• [What to produce]
Rewrite these lines with "innermost point" swapped for "central point" wherever it occurs, changing nothing else and omitting the pictures.

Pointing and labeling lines
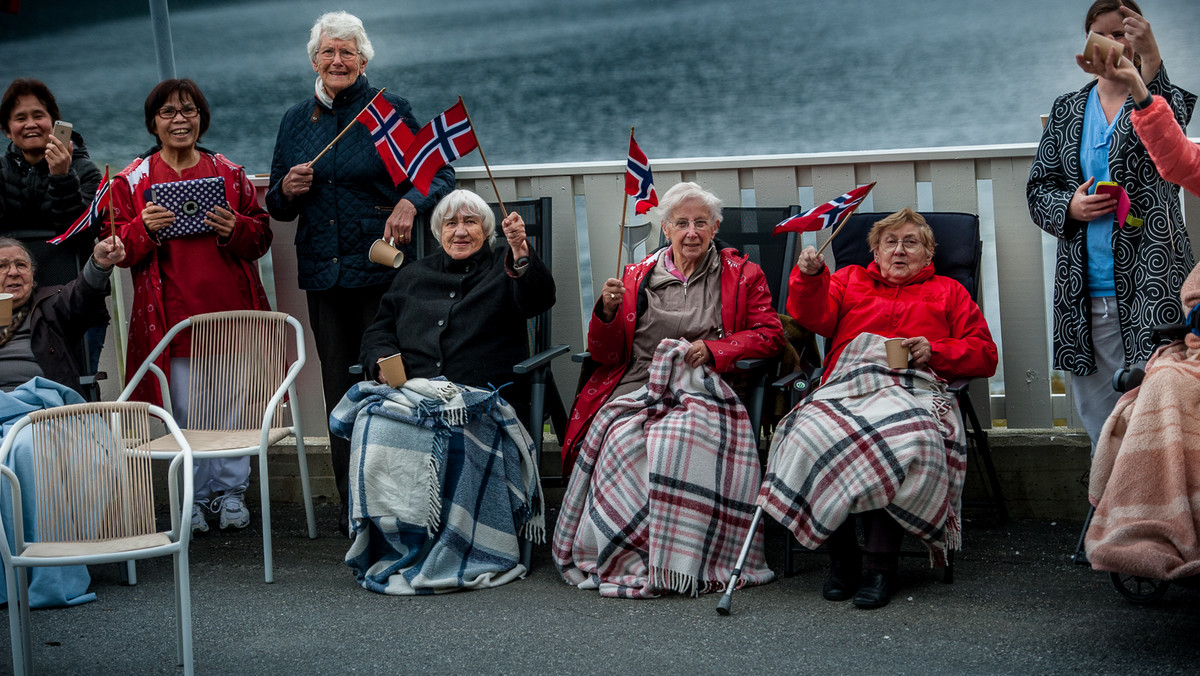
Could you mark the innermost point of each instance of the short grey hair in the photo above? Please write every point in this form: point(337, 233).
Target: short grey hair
point(462, 202)
point(687, 191)
point(340, 25)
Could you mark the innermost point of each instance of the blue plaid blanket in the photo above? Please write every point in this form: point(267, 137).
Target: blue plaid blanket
point(443, 478)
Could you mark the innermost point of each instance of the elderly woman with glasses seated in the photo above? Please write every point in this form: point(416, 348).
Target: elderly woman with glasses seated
point(879, 442)
point(666, 465)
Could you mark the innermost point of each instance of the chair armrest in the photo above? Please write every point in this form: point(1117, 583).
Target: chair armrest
point(541, 359)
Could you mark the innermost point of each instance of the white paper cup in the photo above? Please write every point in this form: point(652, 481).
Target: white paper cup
point(898, 354)
point(387, 255)
point(393, 369)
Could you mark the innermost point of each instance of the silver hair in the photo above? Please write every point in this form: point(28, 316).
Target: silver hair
point(687, 191)
point(340, 25)
point(462, 202)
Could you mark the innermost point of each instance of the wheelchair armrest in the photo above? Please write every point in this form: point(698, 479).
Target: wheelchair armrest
point(1129, 377)
point(541, 359)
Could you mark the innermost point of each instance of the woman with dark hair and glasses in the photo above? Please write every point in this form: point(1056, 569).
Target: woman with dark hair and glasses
point(178, 276)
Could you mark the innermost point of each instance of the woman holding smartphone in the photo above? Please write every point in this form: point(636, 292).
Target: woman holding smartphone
point(175, 277)
point(45, 183)
point(1113, 281)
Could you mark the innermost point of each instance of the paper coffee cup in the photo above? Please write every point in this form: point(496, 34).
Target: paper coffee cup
point(393, 369)
point(387, 255)
point(5, 309)
point(898, 354)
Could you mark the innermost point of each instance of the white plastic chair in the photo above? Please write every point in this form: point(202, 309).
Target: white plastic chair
point(241, 395)
point(94, 500)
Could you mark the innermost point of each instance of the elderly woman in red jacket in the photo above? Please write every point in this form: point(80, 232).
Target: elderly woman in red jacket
point(875, 441)
point(664, 339)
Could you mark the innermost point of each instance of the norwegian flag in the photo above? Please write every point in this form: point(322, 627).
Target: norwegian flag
point(390, 136)
point(639, 179)
point(443, 141)
point(90, 214)
point(826, 215)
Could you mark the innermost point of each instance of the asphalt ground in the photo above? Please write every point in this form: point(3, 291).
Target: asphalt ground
point(1018, 605)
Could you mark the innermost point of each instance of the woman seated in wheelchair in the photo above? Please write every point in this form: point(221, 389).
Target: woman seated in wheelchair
point(874, 441)
point(666, 465)
point(1146, 470)
point(443, 476)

• [Right answer]
Could you mark the central point of each instance of the short grey hair in the photo above? Please write every point in this form: point(337, 233).
Target: short grey hair
point(462, 202)
point(687, 191)
point(340, 25)
Could you mark the central point of each instance of the blue plaid blanket in the photo above? Please write every point in this form: point(267, 137).
Target: blue plaid blanket
point(443, 478)
Could you mark the central point of each instance of the elderly woman with glasses seated in the photo above? Please write every point in this form: point(416, 348).
Target: elderly woman with glasses seated
point(879, 442)
point(666, 465)
Could you mark the central point of each instance of the chair armrest in the photo above? Please write every point in this form: point(1117, 583).
Target: chair armrest
point(541, 359)
Could you mark the central point of each instance of the white paper cup in the photo above? Please write every point in this form: point(652, 481).
Target: white paper cup
point(898, 354)
point(387, 255)
point(393, 369)
Could you mark the central point of each instance of the silver hair in the photo above? Please write every point in this form: point(28, 316).
Target: silver hair
point(687, 191)
point(340, 25)
point(462, 202)
Could you mark the central point of each instance of the wheelchair armrest in the photo above? Please write every point in this form: point(698, 479).
Target: wheelchair armrest
point(1129, 377)
point(541, 359)
Could you mark the central point of each instance of the woman with dark hair and glasses in the photo above? Please write every point in this form: point(1056, 569).
Target: woman with dark hair and glasses
point(178, 276)
Could you mark the central point of each instance of the woman holding smartphone in the photo above? Please write every point in this form: point(636, 292).
Target: woman holding smartphone
point(175, 277)
point(45, 183)
point(1113, 281)
Could you mark the central point of each instance of the paper coffee cup in the photo above? Please write every point in this form: point(496, 34).
Target: paper coffee cup
point(393, 369)
point(387, 255)
point(5, 309)
point(898, 354)
Could you mark the central point of each instance of the white plastic chair in the photo above? Please write every point in this form: point(202, 309).
Target: white plastic chair
point(241, 395)
point(94, 500)
Could you mark the central point of each instance of the elderly woman in red jacket in the photo above? Please write every point in this form: point(80, 232).
Target: elderly woman in red jacket
point(875, 441)
point(664, 339)
Could you mark the central point of each instance of the norwegian flag in the photo above? Please write every point in this form: point(322, 627).
Target: norwegian flag
point(390, 136)
point(639, 179)
point(443, 141)
point(90, 214)
point(826, 215)
Could you mark the central point of each instance of the asphalt ground in the photo above? Please write every point in this form: point(3, 291).
Target: asphalt ground
point(1018, 605)
Could you mark the central point of each instance of the woman seated in wheelchair in the photo above? Please write every point in this form: point(221, 389).
Target: woman seated in wheelchair
point(874, 441)
point(666, 465)
point(1146, 470)
point(443, 476)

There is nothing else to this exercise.